PROVIDED PASSAGE.
════
On Fri, Sep 24, 2010 at 6:21 AM, Matt Hurd <matthurd at acm.org> wrote:
> I'm associated with a somewhat stealthy start-up.  Only teaser product
> with some details out so far is a type of packet replicator.
>
> Designed 24 port ones, but settled on 16 and 48 port 1RU designs as
> this seemed to reflect the users needs better.
>
> This was not designed for HPC but for low-latency trading as it beats
> a switch in terms of speed.  Primarily focused on low-latency
> distribution of market data to multiple users as the port to port
> latency is in the range of 5-7 nanoseconds as it is pretty passive
> device with optical foo at the core.  No rocket science here, just
> convenient opto-electrical foo.
>
> One user has suggested using them for their cluster but, as they are
> secretive about what they do, I don't understand their use case.  They
> suggested interest in bigger port counts and mentioned >1000 ports.
════
Stored entries
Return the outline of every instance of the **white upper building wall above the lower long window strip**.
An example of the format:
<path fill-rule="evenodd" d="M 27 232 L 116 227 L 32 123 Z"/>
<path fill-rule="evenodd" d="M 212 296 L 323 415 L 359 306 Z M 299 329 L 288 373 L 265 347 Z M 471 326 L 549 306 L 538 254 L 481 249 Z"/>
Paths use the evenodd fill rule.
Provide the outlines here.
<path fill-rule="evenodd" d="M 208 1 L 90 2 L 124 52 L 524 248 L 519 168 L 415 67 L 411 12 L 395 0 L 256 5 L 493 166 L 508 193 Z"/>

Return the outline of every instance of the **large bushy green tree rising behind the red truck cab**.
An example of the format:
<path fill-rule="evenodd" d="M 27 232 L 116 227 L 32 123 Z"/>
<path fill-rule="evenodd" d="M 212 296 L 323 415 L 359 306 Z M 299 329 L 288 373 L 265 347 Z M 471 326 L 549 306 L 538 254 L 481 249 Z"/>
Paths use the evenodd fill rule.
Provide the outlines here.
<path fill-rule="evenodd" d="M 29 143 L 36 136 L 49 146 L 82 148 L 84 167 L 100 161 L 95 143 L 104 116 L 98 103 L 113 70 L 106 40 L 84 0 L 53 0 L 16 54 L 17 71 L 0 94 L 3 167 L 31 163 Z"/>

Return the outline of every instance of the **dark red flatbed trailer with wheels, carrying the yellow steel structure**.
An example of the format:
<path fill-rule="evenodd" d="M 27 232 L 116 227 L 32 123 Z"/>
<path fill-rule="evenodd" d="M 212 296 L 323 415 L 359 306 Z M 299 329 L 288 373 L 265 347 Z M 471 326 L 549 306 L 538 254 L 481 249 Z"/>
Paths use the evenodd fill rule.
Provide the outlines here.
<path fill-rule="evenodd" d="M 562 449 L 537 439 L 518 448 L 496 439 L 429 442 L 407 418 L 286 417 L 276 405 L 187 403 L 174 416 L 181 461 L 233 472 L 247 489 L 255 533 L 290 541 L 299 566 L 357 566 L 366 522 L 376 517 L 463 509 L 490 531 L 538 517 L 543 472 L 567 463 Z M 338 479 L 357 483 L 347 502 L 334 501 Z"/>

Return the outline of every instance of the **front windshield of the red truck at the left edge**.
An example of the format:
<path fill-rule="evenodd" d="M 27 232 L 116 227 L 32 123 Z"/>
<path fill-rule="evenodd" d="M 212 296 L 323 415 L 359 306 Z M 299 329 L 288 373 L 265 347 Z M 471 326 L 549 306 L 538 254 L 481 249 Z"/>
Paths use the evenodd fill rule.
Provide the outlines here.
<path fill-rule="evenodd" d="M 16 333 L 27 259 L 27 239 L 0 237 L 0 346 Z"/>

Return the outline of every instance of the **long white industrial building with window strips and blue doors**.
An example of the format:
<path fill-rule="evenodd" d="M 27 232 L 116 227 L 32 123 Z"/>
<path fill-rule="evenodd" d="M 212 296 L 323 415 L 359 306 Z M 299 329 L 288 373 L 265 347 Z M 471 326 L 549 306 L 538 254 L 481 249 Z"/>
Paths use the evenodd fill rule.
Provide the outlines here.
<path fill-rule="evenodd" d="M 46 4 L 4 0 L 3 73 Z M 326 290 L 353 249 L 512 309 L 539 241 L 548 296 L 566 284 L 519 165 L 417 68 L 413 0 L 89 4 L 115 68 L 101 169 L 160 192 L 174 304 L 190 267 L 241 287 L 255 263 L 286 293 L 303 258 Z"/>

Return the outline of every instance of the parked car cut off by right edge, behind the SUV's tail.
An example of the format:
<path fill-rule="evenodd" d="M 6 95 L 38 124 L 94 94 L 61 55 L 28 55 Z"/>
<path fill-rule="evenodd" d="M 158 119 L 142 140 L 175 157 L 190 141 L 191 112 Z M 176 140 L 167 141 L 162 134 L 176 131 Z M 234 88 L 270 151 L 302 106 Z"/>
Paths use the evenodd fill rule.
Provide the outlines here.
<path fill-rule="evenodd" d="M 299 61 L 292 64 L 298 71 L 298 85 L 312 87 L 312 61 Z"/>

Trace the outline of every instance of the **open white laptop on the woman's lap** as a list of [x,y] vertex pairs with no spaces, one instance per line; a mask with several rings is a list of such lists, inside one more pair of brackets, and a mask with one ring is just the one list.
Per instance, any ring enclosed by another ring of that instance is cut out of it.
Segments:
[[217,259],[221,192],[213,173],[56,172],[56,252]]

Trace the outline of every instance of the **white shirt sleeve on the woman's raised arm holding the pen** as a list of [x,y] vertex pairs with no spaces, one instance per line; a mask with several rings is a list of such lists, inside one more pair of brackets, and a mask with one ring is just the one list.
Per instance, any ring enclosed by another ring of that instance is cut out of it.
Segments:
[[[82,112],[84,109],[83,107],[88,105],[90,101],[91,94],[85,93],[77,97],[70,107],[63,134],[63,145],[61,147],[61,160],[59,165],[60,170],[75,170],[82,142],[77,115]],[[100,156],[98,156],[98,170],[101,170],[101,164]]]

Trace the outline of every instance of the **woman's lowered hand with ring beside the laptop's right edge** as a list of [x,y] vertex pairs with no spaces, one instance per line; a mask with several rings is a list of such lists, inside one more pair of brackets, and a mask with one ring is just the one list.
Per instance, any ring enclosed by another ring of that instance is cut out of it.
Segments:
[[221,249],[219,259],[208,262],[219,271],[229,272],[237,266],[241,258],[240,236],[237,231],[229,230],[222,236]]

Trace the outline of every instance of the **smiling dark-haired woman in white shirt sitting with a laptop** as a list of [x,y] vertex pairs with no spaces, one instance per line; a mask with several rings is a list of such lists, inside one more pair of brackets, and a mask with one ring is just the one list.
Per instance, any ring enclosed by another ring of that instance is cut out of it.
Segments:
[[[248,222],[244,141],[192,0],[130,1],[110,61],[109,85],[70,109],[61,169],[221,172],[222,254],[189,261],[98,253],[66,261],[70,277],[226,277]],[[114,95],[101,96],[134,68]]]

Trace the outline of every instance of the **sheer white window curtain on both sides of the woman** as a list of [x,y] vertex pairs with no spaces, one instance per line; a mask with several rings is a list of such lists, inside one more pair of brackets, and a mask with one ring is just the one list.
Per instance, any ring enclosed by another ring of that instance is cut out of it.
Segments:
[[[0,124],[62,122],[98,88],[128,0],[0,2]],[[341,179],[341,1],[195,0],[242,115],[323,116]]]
════
TO DO.
1. Based on the email about the packet replicator, decide whether each statement agrees with it. Answer yes or no for each, and quote the words from the email that decide it. (a) The replicator was designed mainly for HPC use. (b) The designs finally chosen were 16-port and 48-port 1RU units. (c) The port-to-port latency falls in the range of 5 to 7 microseconds.
2. List every port count that the email about the packet replicator mentions.

ANSWERS BELOW.
1.
(a) No: "This was not designed for HPC but for low-latency trading"
(b) Yes: "settled on 16 and 48 port 1RU designs"
(c) No: "latency is in the range of 5-7 nanoseconds"

2.
- 24 ports
- 16 ports
- 48 ports
- more than 1000 ports (">1000 ports")